Content starts

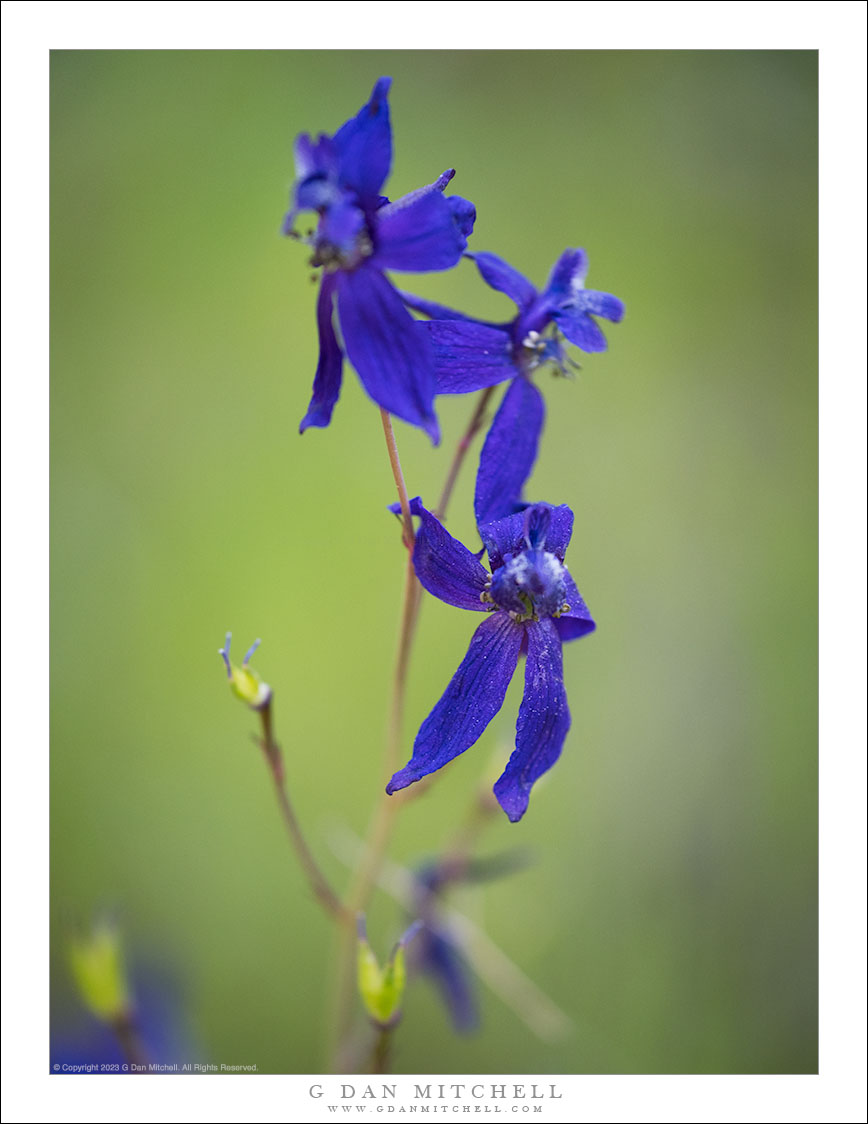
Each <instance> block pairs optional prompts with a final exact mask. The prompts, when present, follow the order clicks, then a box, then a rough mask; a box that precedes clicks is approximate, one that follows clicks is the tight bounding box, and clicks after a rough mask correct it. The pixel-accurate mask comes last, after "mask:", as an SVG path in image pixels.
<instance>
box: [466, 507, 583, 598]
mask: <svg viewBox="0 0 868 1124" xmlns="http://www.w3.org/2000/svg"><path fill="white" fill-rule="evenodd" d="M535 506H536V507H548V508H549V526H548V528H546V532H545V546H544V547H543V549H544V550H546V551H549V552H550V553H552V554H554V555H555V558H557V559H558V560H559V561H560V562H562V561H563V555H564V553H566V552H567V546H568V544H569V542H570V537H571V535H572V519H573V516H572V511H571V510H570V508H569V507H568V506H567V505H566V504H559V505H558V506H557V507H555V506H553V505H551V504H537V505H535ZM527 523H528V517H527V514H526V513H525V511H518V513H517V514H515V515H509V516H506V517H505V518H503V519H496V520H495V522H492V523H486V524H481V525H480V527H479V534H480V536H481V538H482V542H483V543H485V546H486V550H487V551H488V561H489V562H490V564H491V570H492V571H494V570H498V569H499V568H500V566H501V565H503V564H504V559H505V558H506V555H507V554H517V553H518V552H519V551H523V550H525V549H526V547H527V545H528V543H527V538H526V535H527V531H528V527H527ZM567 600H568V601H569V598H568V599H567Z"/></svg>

Content ends
Content starts

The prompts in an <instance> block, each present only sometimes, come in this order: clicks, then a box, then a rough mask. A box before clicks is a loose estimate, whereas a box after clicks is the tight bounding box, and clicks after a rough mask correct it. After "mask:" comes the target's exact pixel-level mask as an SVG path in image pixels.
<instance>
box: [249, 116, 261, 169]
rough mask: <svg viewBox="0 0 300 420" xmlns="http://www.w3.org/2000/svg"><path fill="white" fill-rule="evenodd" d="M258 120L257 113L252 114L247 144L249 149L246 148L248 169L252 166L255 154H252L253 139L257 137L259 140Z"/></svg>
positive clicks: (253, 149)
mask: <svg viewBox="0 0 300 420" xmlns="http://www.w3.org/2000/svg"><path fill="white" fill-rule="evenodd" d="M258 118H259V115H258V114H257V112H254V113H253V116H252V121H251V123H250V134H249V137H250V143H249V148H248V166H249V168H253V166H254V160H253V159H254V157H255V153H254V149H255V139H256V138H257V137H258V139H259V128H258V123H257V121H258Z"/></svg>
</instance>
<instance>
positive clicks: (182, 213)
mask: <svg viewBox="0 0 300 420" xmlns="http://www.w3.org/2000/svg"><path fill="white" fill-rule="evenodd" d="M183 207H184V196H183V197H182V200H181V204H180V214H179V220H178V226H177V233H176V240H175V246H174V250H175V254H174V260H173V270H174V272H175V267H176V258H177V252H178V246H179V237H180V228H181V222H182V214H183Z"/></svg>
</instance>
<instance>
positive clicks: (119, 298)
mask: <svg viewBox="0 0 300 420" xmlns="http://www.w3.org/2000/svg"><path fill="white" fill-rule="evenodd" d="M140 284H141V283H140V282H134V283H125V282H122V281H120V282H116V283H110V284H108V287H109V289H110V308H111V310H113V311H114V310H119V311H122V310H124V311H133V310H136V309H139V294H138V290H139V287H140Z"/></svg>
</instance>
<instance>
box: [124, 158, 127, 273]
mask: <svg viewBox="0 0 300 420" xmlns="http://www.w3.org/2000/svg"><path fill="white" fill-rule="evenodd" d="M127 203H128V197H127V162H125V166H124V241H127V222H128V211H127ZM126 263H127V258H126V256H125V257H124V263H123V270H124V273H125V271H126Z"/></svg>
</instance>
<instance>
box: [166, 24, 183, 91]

Content ends

Collect every line of the material above that contains the string "pixels".

## EXERCISE ANSWER
Each <instance> block pairs optional prompts with a final exact mask. The prompts, when present, follow the order clicks, then a box, then a rough mask; a box that precedes clicks is approximate, one that follows clicks is the tight bounding box, and clicks after a rough mask correct it. The pixel-accurate mask comes last, after "mask:", as an SVG path in image pixels.
The prompts in an <instance> block, each present only sometimes, come in this order: clicks, then a box, then a rough mask. A box before clicks is a loose estimate, whereas a box after clicks is the tight bounding box, and clicks after a rough mask correct it. After "mask:" comes the target's exact pixel-level mask as an SVG path in image pixels.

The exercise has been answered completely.